● Exercise details
Rewrite every line of the data below, replacing "Examine the photo" with "Inspect the image" and leaving everything else unchanged.

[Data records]
==================================================
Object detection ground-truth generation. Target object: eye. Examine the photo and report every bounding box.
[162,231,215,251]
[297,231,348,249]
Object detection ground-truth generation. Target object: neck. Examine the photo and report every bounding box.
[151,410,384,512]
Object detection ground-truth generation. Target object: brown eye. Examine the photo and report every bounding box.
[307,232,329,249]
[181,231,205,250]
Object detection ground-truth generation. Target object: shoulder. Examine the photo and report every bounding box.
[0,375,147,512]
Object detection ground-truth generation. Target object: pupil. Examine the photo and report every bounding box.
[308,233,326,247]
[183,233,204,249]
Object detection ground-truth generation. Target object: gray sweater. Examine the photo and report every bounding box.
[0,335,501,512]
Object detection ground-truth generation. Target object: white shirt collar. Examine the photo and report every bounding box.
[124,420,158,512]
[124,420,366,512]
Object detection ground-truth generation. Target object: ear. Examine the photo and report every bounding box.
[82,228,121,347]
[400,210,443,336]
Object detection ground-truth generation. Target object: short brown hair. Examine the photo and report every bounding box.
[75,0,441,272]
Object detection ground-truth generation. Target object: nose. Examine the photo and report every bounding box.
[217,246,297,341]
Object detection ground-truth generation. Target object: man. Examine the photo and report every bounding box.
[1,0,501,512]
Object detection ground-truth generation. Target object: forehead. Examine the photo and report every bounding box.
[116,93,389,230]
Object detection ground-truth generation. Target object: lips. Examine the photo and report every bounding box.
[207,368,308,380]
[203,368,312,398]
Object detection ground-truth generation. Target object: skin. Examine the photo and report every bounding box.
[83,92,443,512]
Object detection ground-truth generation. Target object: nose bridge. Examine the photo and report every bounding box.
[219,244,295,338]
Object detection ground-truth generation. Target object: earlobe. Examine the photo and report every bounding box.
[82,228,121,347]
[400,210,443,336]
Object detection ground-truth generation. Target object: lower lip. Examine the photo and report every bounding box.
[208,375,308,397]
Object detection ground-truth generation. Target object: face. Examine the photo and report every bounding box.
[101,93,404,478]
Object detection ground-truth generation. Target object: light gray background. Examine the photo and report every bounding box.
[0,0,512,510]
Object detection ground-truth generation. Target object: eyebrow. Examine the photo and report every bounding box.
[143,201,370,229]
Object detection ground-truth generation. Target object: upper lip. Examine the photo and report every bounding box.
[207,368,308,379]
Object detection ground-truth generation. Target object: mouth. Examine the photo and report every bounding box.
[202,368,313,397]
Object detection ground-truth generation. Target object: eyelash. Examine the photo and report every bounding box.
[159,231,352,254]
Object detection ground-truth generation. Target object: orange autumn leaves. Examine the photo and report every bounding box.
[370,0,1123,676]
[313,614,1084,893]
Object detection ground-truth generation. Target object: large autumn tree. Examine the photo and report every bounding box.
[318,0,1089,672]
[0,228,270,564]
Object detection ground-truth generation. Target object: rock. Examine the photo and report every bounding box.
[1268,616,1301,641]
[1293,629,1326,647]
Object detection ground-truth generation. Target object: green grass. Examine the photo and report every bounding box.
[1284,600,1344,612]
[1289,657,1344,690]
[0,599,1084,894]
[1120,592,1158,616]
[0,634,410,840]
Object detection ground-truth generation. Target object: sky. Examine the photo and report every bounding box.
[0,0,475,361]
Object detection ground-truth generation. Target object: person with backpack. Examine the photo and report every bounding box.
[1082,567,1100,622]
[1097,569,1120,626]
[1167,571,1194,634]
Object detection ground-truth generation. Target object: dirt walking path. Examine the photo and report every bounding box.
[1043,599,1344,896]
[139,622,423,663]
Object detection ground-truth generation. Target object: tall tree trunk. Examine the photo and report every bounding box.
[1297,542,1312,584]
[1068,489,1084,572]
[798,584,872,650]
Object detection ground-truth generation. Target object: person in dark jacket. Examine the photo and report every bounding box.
==================================================
● Complete response
Object detection ground-truth generation. Target object: eye. Inspect the image and report every bounding box.
[162,231,215,251]
[297,231,348,249]
Object detection ground-truth generation. Target object: neck. Inspect the image and report every bounding box.
[151,410,384,512]
Object detection ground-truth generation. Target object: brown eye. Inspect the image and report every bounding box.
[307,232,329,249]
[181,231,205,250]
Object detection ground-truth generation. Target object: shoulder. Inspect the image and report every bounding box.
[0,375,147,512]
Object detection ground-truth generation. Target object: pupil. Inspect the image and report every bounding box.
[308,233,326,247]
[183,233,204,249]
Object detection ground-truth generation. Target object: gray sweater. Inspect the image and report every bounding box.
[0,335,501,512]
Object detection ground-truth generation. Target object: white shirt collar. Inspect the image and report every bounding box.
[124,420,158,512]
[124,420,366,512]
Object detection ground-truth generation. Target object: ear. Inspect the image and report every bounding box.
[82,228,121,347]
[400,210,443,336]
Object detection ground-truth generation. Target object: short brown hair. Inspect the image and report every bounding box.
[75,0,441,272]
Object detection ground-truth generation. Target object: nose. Inspect the image and report every bounding box.
[217,246,297,341]
Object detection ground-truth generation. Target object: man. Inspect the image and report every bounding box.
[1,0,501,512]
Object detection ground-truth generation. Target object: forehead. Inspect the image and report every bounding box.
[116,93,389,230]
Object detection ground-truth generation. Target object: lips. Inspect the image and report every bounding box.
[207,368,308,380]
[203,368,312,398]
Object detection ground-truth generation. Target object: skin. Inspect the image and report every bounding box.
[83,92,443,512]
Object detection ground-truth generation. Target object: nose bridge. Inspect the image and report every bounding box.
[219,244,295,338]
Object detection ground-truth generation. Target object: earlobe. Inspect the image and report every bounding box.
[82,228,121,347]
[400,210,443,336]
Object detection ground-truth generation. Target object: lower lip. Inspect the image and report every bounding box.
[208,375,308,397]
Object detection ground-truth generation. Target object: face. Inspect the image and report every bounding box.
[101,93,404,478]
Object detection ground-truth generation. Target object: light gray background. Inspect the image and report every bounding box.
[0,0,512,510]
Object detection ground-truth generation. Target object: eyebrow. Inspect the image and report every bounding box.
[143,201,370,229]
Object detection ground-truth generation. Target object: upper lip. Inspect the image and report every bounding box.
[207,368,308,379]
Object detection ground-truth generation. Target object: mouth. Inspect the image and report every bounding box.
[202,368,313,397]
Object detection ground-truth generation. Target object: eyelash. Inspect the image and report every bounding box.
[159,231,352,254]
Object detection ground-truth generation. Target object: orange autumn leaves. Inspect the image and report every bounding box.
[370,0,1123,676]
[313,614,1084,893]
Object detection ground-truth generation. Target object: large autumn tree. Inspect the image and report every bounding box.
[318,0,1089,672]
[0,228,270,564]
Object detection ground-truth generation. Target object: rock. Inspect the image and report every bounding box.
[1268,616,1301,641]
[1293,629,1326,647]
Object detection ground-truth generation. Target object: green grass. Inspect the image and report every bounding box.
[1284,600,1344,612]
[1289,657,1344,690]
[0,599,1084,894]
[1120,592,1158,616]
[0,634,410,840]
Object detection ground-truth generation. Target object: sky. Inspect the image and report every bounding box.
[0,0,475,361]
Object detection ground-truth generation. Target object: person with backpack. Inspect the image and report every bounding box.
[1082,567,1100,622]
[1097,569,1120,626]
[1167,571,1194,634]
Object detection ground-truth generation. Target object: dirt walking path. Inspect the image and report every bounding box.
[1043,599,1344,896]
[139,622,423,663]
Object detection ground-truth generation. Target object: tall tree trunk. Inspect the image and report every bounding box.
[1297,542,1312,584]
[1068,489,1084,572]
[798,584,872,650]
Object detection ground-truth generation. Target object: person in dark jacket. Inspect the image and report every bounding box.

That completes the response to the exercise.